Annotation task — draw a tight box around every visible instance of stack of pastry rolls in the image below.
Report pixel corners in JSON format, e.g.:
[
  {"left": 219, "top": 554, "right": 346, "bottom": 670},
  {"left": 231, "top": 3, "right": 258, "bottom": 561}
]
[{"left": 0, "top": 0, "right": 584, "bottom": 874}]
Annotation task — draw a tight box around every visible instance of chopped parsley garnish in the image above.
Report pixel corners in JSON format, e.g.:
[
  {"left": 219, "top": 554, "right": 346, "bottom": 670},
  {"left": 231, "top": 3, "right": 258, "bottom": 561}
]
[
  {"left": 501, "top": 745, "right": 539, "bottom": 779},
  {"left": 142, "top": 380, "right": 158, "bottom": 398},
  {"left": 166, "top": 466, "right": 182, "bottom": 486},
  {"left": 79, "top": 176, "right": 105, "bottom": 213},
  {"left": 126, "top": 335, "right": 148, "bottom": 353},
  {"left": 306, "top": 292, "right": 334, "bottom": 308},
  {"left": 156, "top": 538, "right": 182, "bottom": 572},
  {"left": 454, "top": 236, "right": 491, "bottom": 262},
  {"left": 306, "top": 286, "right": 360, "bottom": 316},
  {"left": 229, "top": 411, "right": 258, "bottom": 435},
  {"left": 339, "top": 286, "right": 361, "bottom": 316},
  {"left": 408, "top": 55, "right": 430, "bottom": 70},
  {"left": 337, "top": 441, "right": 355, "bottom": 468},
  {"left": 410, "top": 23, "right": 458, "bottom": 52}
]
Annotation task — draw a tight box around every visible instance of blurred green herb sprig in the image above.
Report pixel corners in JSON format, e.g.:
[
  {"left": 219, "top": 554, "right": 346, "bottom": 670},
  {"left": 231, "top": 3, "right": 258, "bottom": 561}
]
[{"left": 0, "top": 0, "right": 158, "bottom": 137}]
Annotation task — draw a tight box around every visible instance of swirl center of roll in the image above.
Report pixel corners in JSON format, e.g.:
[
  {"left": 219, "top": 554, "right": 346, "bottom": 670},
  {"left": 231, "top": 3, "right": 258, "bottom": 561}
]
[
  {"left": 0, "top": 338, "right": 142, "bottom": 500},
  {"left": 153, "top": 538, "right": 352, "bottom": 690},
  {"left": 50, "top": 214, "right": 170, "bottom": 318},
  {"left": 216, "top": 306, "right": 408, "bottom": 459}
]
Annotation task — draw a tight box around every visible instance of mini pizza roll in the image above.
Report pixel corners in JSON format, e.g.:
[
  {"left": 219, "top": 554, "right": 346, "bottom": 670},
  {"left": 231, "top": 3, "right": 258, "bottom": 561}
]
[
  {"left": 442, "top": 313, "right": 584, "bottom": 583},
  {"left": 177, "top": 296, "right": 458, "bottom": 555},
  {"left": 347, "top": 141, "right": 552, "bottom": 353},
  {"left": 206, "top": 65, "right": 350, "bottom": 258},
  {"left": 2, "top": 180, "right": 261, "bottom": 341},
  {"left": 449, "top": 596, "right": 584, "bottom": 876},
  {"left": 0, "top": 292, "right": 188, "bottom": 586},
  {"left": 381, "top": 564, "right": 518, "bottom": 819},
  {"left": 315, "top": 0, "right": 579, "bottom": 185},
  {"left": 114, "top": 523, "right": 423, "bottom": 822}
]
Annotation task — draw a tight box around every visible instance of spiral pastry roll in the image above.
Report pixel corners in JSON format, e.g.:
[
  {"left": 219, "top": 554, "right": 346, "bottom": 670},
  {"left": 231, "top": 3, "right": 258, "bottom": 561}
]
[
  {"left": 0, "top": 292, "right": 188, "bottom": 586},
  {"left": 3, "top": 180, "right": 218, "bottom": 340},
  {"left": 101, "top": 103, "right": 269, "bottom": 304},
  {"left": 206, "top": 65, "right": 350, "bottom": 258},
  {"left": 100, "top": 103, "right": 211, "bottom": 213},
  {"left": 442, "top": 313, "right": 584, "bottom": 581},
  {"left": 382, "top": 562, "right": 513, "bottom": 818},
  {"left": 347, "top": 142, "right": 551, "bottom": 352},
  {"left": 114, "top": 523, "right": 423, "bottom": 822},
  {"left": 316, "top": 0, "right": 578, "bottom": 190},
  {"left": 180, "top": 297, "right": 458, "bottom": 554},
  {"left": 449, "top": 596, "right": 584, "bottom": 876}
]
====
### [Written problem]
Add 107 to every box coordinate in the answers, then rewrite the data in full, requests included, from the line containing "pastry roll in the image above." through the end of the data.

### [Output below]
Annotation task — draw a tight box around every visible instance of spiral pastry roll in the image above.
Report pixel corners in JSON format, e.g.:
[
  {"left": 219, "top": 554, "right": 346, "bottom": 670},
  {"left": 231, "top": 3, "right": 258, "bottom": 561}
]
[
  {"left": 107, "top": 399, "right": 295, "bottom": 693},
  {"left": 110, "top": 287, "right": 325, "bottom": 447},
  {"left": 208, "top": 210, "right": 376, "bottom": 411},
  {"left": 313, "top": 172, "right": 457, "bottom": 365},
  {"left": 207, "top": 210, "right": 318, "bottom": 320},
  {"left": 549, "top": 420, "right": 691, "bottom": 688},
  {"left": 489, "top": 669, "right": 620, "bottom": 925},
  {"left": 454, "top": 249, "right": 658, "bottom": 459},
  {"left": 221, "top": 630, "right": 530, "bottom": 929},
  {"left": 423, "top": 107, "right": 685, "bottom": 297},
  {"left": 287, "top": 404, "right": 565, "bottom": 661},
  {"left": 556, "top": 703, "right": 691, "bottom": 983}
]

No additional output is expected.